Exercise: Word for word, transcribe all of the records.

Stored dataset items:
*** Block opens ***

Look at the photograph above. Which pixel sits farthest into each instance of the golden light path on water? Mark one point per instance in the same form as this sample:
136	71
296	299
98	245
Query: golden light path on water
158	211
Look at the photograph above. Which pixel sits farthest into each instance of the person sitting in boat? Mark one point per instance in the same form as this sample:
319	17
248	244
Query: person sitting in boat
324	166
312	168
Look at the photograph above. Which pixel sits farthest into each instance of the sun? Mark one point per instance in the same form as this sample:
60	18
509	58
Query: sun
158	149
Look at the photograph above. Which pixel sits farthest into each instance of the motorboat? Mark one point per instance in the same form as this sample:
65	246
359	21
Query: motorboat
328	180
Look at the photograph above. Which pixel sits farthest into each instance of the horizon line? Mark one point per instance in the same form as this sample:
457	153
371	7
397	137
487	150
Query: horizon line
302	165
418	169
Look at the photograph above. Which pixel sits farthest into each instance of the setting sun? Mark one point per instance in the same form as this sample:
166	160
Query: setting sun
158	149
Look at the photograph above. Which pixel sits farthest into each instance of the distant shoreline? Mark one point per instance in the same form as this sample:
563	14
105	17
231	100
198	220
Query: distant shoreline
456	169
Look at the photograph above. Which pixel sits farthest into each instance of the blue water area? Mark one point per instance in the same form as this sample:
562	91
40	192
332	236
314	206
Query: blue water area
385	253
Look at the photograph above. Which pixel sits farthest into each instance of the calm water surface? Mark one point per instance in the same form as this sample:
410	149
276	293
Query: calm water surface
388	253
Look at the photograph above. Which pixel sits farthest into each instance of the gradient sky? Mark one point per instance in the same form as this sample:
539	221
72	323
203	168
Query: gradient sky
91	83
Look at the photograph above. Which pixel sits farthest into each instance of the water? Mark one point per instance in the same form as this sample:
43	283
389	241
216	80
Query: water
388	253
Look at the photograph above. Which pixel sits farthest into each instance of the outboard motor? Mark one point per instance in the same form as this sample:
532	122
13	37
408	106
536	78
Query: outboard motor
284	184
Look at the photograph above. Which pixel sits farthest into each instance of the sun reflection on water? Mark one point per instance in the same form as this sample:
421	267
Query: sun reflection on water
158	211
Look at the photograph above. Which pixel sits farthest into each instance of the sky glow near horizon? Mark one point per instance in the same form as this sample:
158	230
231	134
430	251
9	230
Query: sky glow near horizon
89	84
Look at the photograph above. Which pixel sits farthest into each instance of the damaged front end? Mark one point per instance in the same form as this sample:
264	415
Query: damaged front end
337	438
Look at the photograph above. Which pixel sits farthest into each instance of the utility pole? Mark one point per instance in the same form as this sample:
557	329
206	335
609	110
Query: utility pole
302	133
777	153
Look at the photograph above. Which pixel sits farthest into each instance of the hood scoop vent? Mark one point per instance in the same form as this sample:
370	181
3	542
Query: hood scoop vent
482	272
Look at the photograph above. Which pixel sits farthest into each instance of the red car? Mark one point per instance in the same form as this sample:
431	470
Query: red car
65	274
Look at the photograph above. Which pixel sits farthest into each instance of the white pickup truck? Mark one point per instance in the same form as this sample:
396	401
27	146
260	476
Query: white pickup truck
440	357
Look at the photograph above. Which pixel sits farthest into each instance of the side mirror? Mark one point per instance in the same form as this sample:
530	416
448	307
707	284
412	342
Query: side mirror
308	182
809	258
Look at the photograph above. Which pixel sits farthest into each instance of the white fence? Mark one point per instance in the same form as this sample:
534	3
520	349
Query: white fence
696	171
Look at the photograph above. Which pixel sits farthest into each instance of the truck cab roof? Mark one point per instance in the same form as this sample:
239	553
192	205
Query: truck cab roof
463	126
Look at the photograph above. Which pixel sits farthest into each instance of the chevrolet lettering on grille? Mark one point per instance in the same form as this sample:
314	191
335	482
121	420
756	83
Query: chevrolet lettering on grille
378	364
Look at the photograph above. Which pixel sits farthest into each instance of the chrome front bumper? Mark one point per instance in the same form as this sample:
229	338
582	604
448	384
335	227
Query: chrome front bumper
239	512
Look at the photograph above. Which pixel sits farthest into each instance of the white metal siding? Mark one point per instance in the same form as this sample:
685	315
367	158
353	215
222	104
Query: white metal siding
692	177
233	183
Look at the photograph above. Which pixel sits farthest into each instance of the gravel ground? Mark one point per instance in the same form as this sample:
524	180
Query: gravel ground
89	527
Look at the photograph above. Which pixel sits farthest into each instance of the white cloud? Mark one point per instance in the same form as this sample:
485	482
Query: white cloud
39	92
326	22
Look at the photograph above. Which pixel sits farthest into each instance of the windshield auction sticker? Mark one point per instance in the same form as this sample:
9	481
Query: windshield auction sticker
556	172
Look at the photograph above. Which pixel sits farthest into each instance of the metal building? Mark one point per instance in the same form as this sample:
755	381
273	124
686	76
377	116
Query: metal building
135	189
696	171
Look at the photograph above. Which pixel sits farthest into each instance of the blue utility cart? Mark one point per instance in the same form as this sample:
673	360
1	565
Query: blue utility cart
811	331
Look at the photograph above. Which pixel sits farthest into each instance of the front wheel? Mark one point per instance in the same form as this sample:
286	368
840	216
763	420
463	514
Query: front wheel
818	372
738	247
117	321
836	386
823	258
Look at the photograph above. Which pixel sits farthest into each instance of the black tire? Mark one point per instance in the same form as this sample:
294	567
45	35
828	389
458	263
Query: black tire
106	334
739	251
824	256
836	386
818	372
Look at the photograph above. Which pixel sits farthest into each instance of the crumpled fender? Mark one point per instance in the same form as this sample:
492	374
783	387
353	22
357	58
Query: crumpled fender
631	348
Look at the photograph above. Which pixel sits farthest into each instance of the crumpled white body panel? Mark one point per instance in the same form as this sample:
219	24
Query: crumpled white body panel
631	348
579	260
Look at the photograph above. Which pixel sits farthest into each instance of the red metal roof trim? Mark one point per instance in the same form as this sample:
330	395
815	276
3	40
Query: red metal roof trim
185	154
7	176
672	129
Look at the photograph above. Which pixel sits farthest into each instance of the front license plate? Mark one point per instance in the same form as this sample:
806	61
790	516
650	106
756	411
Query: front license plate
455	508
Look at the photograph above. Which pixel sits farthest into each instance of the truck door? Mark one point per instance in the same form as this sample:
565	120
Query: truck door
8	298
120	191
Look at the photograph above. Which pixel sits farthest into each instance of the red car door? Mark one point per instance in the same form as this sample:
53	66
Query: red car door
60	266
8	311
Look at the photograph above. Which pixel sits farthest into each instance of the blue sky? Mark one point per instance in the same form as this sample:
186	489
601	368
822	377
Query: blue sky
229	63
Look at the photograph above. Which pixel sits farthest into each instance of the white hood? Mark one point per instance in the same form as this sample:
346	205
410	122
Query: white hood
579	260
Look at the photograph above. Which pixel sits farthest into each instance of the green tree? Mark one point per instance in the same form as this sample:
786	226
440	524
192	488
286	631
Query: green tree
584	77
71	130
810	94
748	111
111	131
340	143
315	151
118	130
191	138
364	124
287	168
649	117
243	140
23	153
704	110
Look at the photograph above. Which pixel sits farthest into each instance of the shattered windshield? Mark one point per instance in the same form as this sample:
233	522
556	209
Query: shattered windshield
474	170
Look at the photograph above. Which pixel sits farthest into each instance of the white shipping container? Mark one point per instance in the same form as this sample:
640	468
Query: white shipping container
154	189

*** Block closes ***

Finished exercise:
Look at the photograph above. Which pixel sits farthest into each instance of the golden light path on water? Mark one point per instance in the same form as this sample:
136	71
296	299
98	245
Query: golden light path on water
158	211
Look at the photograph above. Which pixel sits farthest into each instance of the person sitting in boat? Mark one point per instance in the same form as this sample:
319	17
248	244
Query: person sitting in boat
324	166
312	168
Look at the photograph above. Which pixel sits farthest into each instance of the sun? Mark one point per instance in the same form as this sample:
60	18
509	58
Query: sun
158	149
Look at the photograph above. Which pixel sits farthest into each instance of the motorboat? Mark one point per instance in the same form as this sample:
65	246
359	21
Query: motorboat
328	180
Look at the photograph above. Which pixel sits farthest into each instance of the horizon line? Mark one point per instance in the same form as this sample:
457	153
371	7
397	137
487	150
Query: horizon line
302	165
418	169
Look at the photograph above. Which pixel sits farthest into each instance of the setting sun? Mark one point per instance in the same form as this sample:
166	160
Query: setting sun
158	149
Look at the photograph above. Which pixel sits farthest into each instance of the distant shoreline? Mark one point per instance in the same form as this sample:
563	14
105	17
231	100
198	220
Query: distant shoreline
456	169
Look at the photograph above. Which pixel sits farthest into each instance of the blue water area? Mark one point per instance in the same form as this sample:
562	91
40	192
332	236
314	206
Query: blue water area
385	253
Look at the photograph above. Which pixel sits farthest into each instance of the calm water surface? Mark one point per instance in the same form as this sample:
410	149
276	293
Query: calm water surface
388	253
Look at the photograph above. Which pixel sits farthest into each instance of the gradient sky? Mark one point per instance in the same form as this sample:
539	221
72	323
203	168
Query: gradient sky
91	83
Look at the photograph above. Which pixel sits farthest into each instance of the water? Mark one point per instance in the same form as this sample:
43	283
389	241
216	80
Query: water
388	253
Look at the photograph above. Which pixel sits farthest into each instance of the outboard motor? Mark one point per instance in the same form as this sample:
532	122
13	37
408	106
536	78
Query: outboard motor
284	184
Look at the photograph above. Which pixel sits farthest into each instance of the sun reflection on water? Mark one point per instance in the same form as this sample:
421	267
Query: sun reflection on water
158	211
Look at the photograph above. Which pixel sits farthest into each instance of the sky glow near horizon? Mark one point per instance in the same form as this sample:
158	230
231	134
430	251
9	230
Query: sky glow near horizon
89	84
Look at the photograph above. Which pixel sits farthest into each instance of the damaged front end? Mark one point per instance in the same form as this sample:
264	415
Query: damaged front end
337	438
Look at the photograph above. Which pixel sits farthest into each instance of the utility pole? Mark one point per instance in the same form as this sample:
557	329
206	335
609	110
Query: utility pole
302	133
777	153
Look at the photograph above. Which pixel sits farthest into each instance of the hood scoop vent? Mark one point per instance in the same form as this sample:
370	181
3	542
Query: hood scoop vent
482	272
Look at the photograph above. Which pixel sits farthest into each instance of the red car? Mark one point per instance in the same form as this sample:
431	470
Query: red car
65	274
Look at the photograph above. Which pixel sits farthest into each instance of the white pickup truck? Mark one point per instance in the same form as this sample:
396	401
27	146
260	476
Query: white pickup truck
440	357
Look at the photograph above. Which pixel sits farthest into each instance of the side mirror? Mark one point per instance in the same form as this sample:
530	416
448	307
707	284
412	342
Query: side mirror
308	182
809	258
Look at the photograph above. Which pixel sits farthest into each instance of the white fence? Mark one point per instance in the same form as this sample:
534	3
520	349
Query: white fence
696	171
Look at the photograph above. Which pixel sits farthest into each instance of the truck cab roof? Mark one point per instance in the same form as this sample:
239	553
192	205
Query: truck cab roof
463	126
Look at the photograph above. Which pixel sits farthest into each instance of the chevrolet lettering on grille? Mark one point per instance in the same form as this sample:
314	191
335	482
121	420
756	83
Query: chevrolet lettering on grille
378	364
Look at the photograph above. Which pixel sits farthest into each instance of the chrome front bumper? Mark one point per instance in the same form as this sample:
229	338
582	604
448	384
335	227
Query: chrome front bumper
239	512
Look at the photograph above. Which pixel sits farthest into each instance of the white metal siding? Mark one point per instance in the same form as this sample:
685	315
367	158
353	215
222	104
Query: white metal siding
692	177
233	183
Look at the photograph above. Which pixel sits farthest into each instance of the gravel ground? Mark one point per instance in the same form as this sample:
524	180
Query: gravel ground
89	527
Look at the photograph above. Which pixel sits farthest into each instance of the white cloud? Mark one point per instance in the same form as this sample:
485	482
Query: white cloud
39	92
326	22
Look at the photograph above. Which pixel sits farthest into each instance of the windshield auction sticker? Mark one point per instance in the same form as this sample:
9	481
Query: windshield auction sticker
556	172
Look at the photograph above. Which pixel sits farthest into each instance of the metal building? Mark one point per instance in the same form as this sample:
755	381
273	124
686	76
377	116
Query: metal building
135	189
696	171
Look at the photograph above. Which pixel sits farthest into each instance of the blue utility cart? Mark one point per instance in the same form as this sample:
673	360
1	565
Query: blue utility cart
811	331
Look at the photograph above. Which pixel sits farthest into each instance of the front wheel? Mark one point per instance in the same form as this sample:
286	368
840	216
763	420
463	514
Query: front wheel
818	372
738	247
117	321
836	386
823	258
Look at the photograph above. Which pixel sits farthest into each instance of the black tire? Mark one point per instance in the same form as this sample:
294	567
45	35
828	389
458	263
Query: black tire
106	334
739	251
824	256
836	386
818	372
Look at the photograph above. Which pixel sits farthest into each instance of the crumpled fender? Mark one point per instance in the same form as this sample:
492	374
783	387
353	22
357	58
Query: crumpled fender
631	348
Look at the photograph above. Which pixel sits farthest into each instance of the crumpled white body panel? Mark one point per instance in the same form as this sample:
219	24
Query: crumpled white body panel
631	348
579	260
Look at the photograph above. Which pixel sits farthest into each instance of the red metal roof trim? Mark one point per instance in the same form as this sample:
330	395
815	276
3	40
Query: red metal roof trim
185	154
7	176
672	129
Look at the photograph above. Which pixel sits farthest into each instance of the front license plate? Mark one point per instance in the same form as this sample:
806	61
790	516
650	106
756	411
Query: front license plate
455	508
Look at the photograph above. Which pixel sits farthest into each instance of the truck door? Mark one point per instance in the same form as this sample:
565	120
Query: truck door
8	298
120	191
Look at the photograph above. Which pixel sits farthest into each instance of the red car door? Mark one point per instance in the same form as this sample:
53	66
Query: red car door
60	266
8	311
Look at the photograph above. Which pixel sits farthest into each instance of the blue sky? Mark one point per instance in the same form as this sample:
186	489
601	368
822	377
Query: blue sky
229	63
Look at the photograph above. Which pixel sits farthest into each instance of the white hood? Mark one point per instance in the same form as this sample:
346	205
410	122
Query: white hood
579	260
Look at the photograph above. Which pixel sits farthest into each instance of the green tree? Mark one point per instance in the same form as this sample:
786	226
440	524
192	488
286	631
Query: green tree
584	77
71	130
810	94
748	111
111	131
340	143
315	151
118	130
191	138
364	124
287	168
649	117
243	140
23	153
704	110
Look at the photograph above. Which pixel sits farthest into each instance of the shattered windshield? Mark one point per instance in the same form as this sample:
233	522
556	209
Query: shattered windshield
474	170
Look at the photograph above. Which pixel sits farthest into each instance of the white shipping container? Mark one point per instance in the same form as this sample:
640	468
Query: white shipping container
154	189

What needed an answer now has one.